Phrase grounding data
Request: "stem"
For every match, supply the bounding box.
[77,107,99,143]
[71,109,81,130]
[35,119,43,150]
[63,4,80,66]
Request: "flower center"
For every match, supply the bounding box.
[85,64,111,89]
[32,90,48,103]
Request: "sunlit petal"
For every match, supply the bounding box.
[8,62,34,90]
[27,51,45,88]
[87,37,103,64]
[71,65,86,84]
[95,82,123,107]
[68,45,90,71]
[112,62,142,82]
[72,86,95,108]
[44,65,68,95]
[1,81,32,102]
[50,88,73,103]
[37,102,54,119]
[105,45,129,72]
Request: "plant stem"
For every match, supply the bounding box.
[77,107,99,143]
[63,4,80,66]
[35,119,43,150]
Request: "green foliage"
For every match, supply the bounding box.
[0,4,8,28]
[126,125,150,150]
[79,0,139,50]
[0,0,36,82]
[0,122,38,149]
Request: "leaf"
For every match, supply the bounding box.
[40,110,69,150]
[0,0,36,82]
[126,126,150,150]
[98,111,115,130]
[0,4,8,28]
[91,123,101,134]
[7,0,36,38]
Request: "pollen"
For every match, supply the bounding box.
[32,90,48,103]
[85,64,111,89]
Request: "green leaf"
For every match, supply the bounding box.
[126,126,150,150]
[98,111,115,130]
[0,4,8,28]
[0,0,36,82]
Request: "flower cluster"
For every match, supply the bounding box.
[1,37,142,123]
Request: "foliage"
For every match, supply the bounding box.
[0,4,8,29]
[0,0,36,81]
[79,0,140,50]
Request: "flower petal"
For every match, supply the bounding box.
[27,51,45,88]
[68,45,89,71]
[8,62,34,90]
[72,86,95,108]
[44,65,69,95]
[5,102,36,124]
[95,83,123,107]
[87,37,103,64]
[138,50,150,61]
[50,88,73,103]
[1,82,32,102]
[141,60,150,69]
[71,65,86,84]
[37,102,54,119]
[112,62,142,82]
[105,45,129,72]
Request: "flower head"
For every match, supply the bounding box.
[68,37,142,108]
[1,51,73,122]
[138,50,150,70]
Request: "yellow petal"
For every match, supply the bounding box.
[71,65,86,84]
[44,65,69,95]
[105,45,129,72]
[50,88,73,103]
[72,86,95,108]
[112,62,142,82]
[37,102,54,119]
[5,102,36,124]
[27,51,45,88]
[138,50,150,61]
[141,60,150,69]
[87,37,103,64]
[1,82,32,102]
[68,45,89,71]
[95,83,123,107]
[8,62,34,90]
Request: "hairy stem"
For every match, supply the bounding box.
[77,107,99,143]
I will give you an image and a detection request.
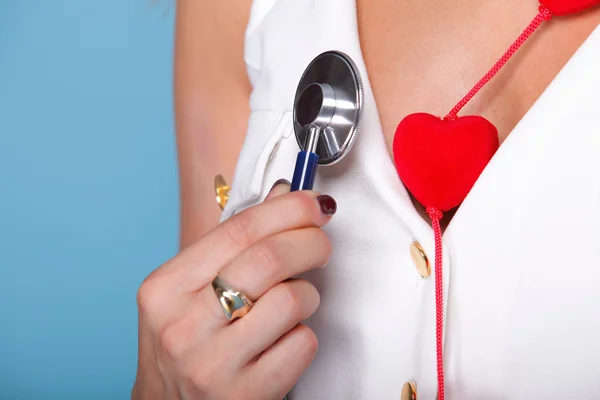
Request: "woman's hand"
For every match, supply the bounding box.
[132,181,336,400]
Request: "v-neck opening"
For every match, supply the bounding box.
[347,0,600,237]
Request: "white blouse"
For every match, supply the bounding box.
[221,1,600,398]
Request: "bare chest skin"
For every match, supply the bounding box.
[357,0,600,226]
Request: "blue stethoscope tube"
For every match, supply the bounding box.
[290,126,321,191]
[290,151,319,191]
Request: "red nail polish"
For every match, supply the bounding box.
[317,195,337,216]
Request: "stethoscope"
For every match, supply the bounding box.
[282,52,362,399]
[290,51,364,191]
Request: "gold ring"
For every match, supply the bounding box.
[212,276,253,321]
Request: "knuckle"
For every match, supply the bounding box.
[224,212,254,249]
[279,282,318,322]
[252,242,282,279]
[136,273,163,314]
[159,323,188,360]
[311,228,332,262]
[296,325,319,356]
[189,369,212,394]
[281,284,304,320]
[190,359,226,394]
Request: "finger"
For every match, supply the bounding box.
[221,279,320,365]
[264,179,291,201]
[218,227,331,300]
[242,324,318,400]
[162,192,336,293]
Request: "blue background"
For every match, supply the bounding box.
[0,1,178,398]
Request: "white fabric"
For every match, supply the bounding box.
[222,1,600,398]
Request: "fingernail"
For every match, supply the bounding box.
[317,195,337,216]
[269,178,290,192]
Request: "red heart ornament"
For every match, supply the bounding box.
[539,0,600,15]
[393,113,500,211]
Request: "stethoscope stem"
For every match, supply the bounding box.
[290,126,321,191]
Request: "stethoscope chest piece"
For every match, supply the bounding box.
[293,51,364,166]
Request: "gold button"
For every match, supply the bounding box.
[214,174,230,210]
[410,241,430,278]
[401,381,417,400]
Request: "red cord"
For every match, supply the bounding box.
[444,5,553,121]
[427,207,445,400]
[429,8,553,397]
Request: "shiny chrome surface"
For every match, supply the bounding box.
[293,51,364,165]
[296,83,337,128]
[306,126,321,154]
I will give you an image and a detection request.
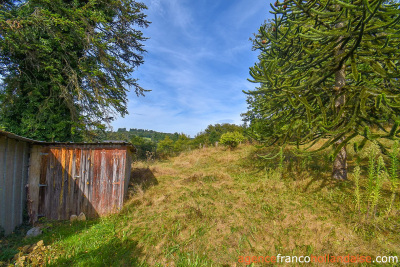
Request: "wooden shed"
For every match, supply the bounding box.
[0,130,135,235]
[0,131,33,235]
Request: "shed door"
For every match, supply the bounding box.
[97,149,125,215]
[38,148,97,220]
[38,147,126,220]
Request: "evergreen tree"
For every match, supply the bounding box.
[0,0,149,141]
[244,0,400,179]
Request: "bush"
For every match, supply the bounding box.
[219,131,245,149]
[130,135,157,160]
[157,136,175,158]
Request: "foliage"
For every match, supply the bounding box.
[130,135,157,160]
[368,155,386,219]
[387,141,400,214]
[109,128,181,143]
[157,135,175,157]
[156,134,192,158]
[244,0,400,158]
[354,141,400,221]
[86,125,246,159]
[219,131,245,149]
[173,134,190,153]
[0,0,150,141]
[193,123,245,146]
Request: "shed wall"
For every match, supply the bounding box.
[35,145,132,221]
[0,136,30,235]
[0,129,134,234]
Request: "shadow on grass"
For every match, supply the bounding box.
[243,146,363,195]
[47,237,147,266]
[2,167,159,265]
[2,218,151,266]
[0,219,99,264]
[129,167,159,193]
[244,146,332,172]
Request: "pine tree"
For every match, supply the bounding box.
[244,0,400,179]
[0,0,149,141]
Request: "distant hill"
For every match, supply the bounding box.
[106,128,181,143]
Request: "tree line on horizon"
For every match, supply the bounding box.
[100,123,246,159]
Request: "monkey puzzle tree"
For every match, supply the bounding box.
[244,0,400,179]
[0,0,149,141]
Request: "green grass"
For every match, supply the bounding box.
[1,144,400,266]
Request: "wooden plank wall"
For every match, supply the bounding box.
[27,145,43,224]
[0,136,30,235]
[38,146,131,221]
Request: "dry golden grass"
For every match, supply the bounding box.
[117,144,400,266]
[5,144,397,266]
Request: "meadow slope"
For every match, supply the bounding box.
[1,144,399,266]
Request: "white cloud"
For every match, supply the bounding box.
[112,0,271,136]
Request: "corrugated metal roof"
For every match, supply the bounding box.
[0,130,135,149]
[0,130,39,143]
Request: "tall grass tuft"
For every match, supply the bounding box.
[353,165,361,213]
[278,147,285,178]
[366,142,379,200]
[387,141,399,216]
[258,146,285,179]
[368,156,385,219]
[356,142,392,222]
[365,142,379,220]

#### Required work
Would you reproduce the lines above exactly, without carrying over the pictures?

#### Answer to this problem
Request: "stem"
For every match, supply the bounding box.
[77,107,99,143]
[71,109,81,130]
[35,119,43,150]
[63,4,80,66]
Request: "flower center"
For every match, supply the bounding box.
[85,64,111,89]
[32,90,48,103]
Request: "sunlit petal"
For every match, supply the bounding box.
[8,62,34,90]
[27,51,45,88]
[87,37,103,64]
[71,65,86,84]
[95,82,123,107]
[68,45,90,71]
[112,62,142,82]
[72,86,95,108]
[44,65,68,95]
[1,81,32,102]
[50,88,73,103]
[37,102,54,119]
[105,45,129,72]
Request: "plant stem"
For every match, supply the bounding box.
[77,107,99,143]
[63,4,80,66]
[35,119,43,150]
Request: "green foliage"
For every match, supply the bounding box.
[0,4,8,28]
[126,125,150,150]
[79,0,139,50]
[0,0,36,82]
[0,122,38,149]
Request: "leaf"
For every match, supply the bounding box.
[40,110,69,150]
[0,0,36,82]
[126,126,150,150]
[98,111,115,130]
[0,4,8,28]
[91,123,101,134]
[7,0,36,38]
Request: "pollen"
For every match, supply the bounding box.
[32,90,48,103]
[85,64,111,89]
Request: "green leaf"
For every match, supply the bounding box.
[126,126,150,150]
[98,111,115,130]
[0,4,8,28]
[0,0,36,82]
Request: "flower cluster"
For every match, supply the bounding box.
[1,37,142,123]
Request: "foliage"
For every match, supply the bounding box.
[0,4,8,29]
[0,0,36,81]
[79,0,140,50]
Request: "flower petal"
For every match, supply the bounding box.
[27,51,45,88]
[68,45,89,71]
[8,62,34,90]
[72,86,95,108]
[44,65,69,95]
[5,102,36,124]
[95,83,123,107]
[87,37,103,64]
[138,50,150,61]
[50,88,73,103]
[1,82,32,102]
[141,60,150,69]
[71,65,86,84]
[37,102,54,119]
[112,62,142,82]
[105,45,129,72]
Request: "flower head"
For every match, supply the bounding box.
[68,37,142,108]
[1,51,73,122]
[138,50,150,70]
Request: "yellow petal"
For every match, supply the bounding box.
[71,65,86,84]
[44,65,69,95]
[105,45,129,72]
[50,88,73,103]
[72,86,95,108]
[112,62,142,82]
[37,102,54,119]
[5,102,36,124]
[27,51,45,88]
[138,50,150,61]
[141,60,150,69]
[87,37,103,64]
[1,82,32,102]
[68,45,89,71]
[95,83,123,107]
[8,62,34,90]
Request: "hairy stem"
For every match, supply the bounding box.
[77,107,99,143]
I will give you an image and a detection request.
Request: "woman's hand"
For every match, supply the bounding box.
[132,181,336,400]
Request: "v-neck opening"
For every match, supply the bounding box.
[347,0,600,237]
Request: "white blouse"
For every match, supply the bounding box.
[221,1,600,398]
Request: "bare chest skin"
For every match, supply the bounding box.
[357,0,600,226]
Request: "blue stethoscope tube"
For every match, supply the bounding box.
[290,126,321,191]
[290,151,319,191]
Request: "red nail polish"
For every match, supply the bounding box.
[317,195,337,216]
Request: "stethoscope"
For every match, supply the bounding box.
[282,52,362,399]
[290,51,364,191]
Request: "gold ring"
For every match, supply the bounding box.
[212,276,253,321]
Request: "knuckle"
For every match, supply the bounding box.
[224,212,254,249]
[279,282,318,322]
[252,242,282,279]
[136,273,163,314]
[159,323,188,360]
[311,228,332,262]
[296,325,319,356]
[189,369,212,394]
[281,284,304,320]
[190,359,226,394]
Request: "finger"
For every match, supply the bounding box.
[221,279,320,365]
[264,179,291,201]
[218,227,331,300]
[242,324,318,400]
[162,192,336,293]
Request: "blue background"
For every match, supply the bounding box.
[0,1,178,398]
Request: "white fabric"
For every match, supply the bounding box.
[222,1,600,398]
Request: "fingernail"
For every match, supply the bounding box.
[317,195,337,216]
[269,178,290,192]
Request: "red heart ornament"
For every match, supply the bounding box.
[539,0,600,15]
[393,113,500,211]
Request: "stethoscope stem"
For every match, supply the bounding box.
[290,126,321,191]
Request: "stethoscope chest piece"
For every match, supply the bounding box.
[293,51,364,166]
Request: "gold button"
For every match, supply the bounding box.
[214,174,230,210]
[410,241,430,278]
[401,381,417,400]
Request: "red cord"
For every match, supply the bounding box.
[444,5,553,121]
[427,207,445,400]
[429,8,553,397]
Request: "shiny chrome surface"
For every match, supply the bounding box.
[293,51,364,165]
[296,83,337,128]
[306,126,321,154]
I will give you an image and a detection request.
Request: "wooden shed"
For every match, supply the bounding box.
[0,130,135,235]
[0,131,33,235]
Request: "shed door"
For every match, supply the bounding box.
[97,149,125,215]
[38,148,97,220]
[38,147,126,220]
Request: "evergreen tree"
For every match, supply the bounding box.
[0,0,149,141]
[244,0,400,179]
Request: "bush"
For every match, supply the bounding box.
[219,131,245,149]
[130,135,157,160]
[157,136,175,158]
Request: "foliage"
For every match, supply the bounding box.
[130,135,157,160]
[368,155,386,219]
[387,141,400,214]
[109,128,181,143]
[157,135,175,157]
[156,134,192,158]
[244,0,400,158]
[354,141,400,221]
[86,125,246,159]
[219,131,245,149]
[173,134,190,153]
[0,0,150,141]
[193,123,245,146]
Request: "shed wall"
For every match, supply the bounding box.
[35,145,132,221]
[0,136,30,235]
[0,129,134,234]
Request: "shadow on grass"
For every match, supply the bounding box.
[243,146,363,195]
[47,237,147,266]
[2,167,159,265]
[2,218,151,266]
[0,219,99,264]
[129,167,159,193]
[244,146,332,172]
Request: "pine tree"
For every match, supply the bounding box.
[244,0,400,179]
[0,0,149,141]
Request: "distant hill"
For every match, supply the bounding box.
[106,128,181,143]
Request: "tree line on horizon"
For every match, supply the bounding box.
[100,123,246,159]
Request: "monkey puzzle tree"
For every match, supply the bounding box.
[244,0,400,179]
[0,0,149,141]
Request: "green grass"
For every match, supply the bounding box.
[1,144,400,266]
Request: "wooden plank wall"
For every match, supply the bounding box.
[27,145,43,224]
[0,136,30,235]
[38,146,131,221]
Request: "dry golden grass"
For every match, supply the bounding box.
[117,144,400,266]
[5,144,397,266]
Request: "meadow slope"
For every match, supply the bounding box.
[1,144,399,266]
Request: "white cloud"
For every match, supply the bounding box.
[112,0,271,136]
Request: "corrugated metal roof"
For every match, supply the bounding box.
[0,130,135,149]
[0,130,39,143]
Request: "tall grass tuft"
For every match, supply the bounding box.
[353,165,361,213]
[278,147,285,178]
[366,142,379,200]
[387,141,399,216]
[258,146,285,179]
[368,156,385,219]
[356,142,392,222]
[365,142,379,220]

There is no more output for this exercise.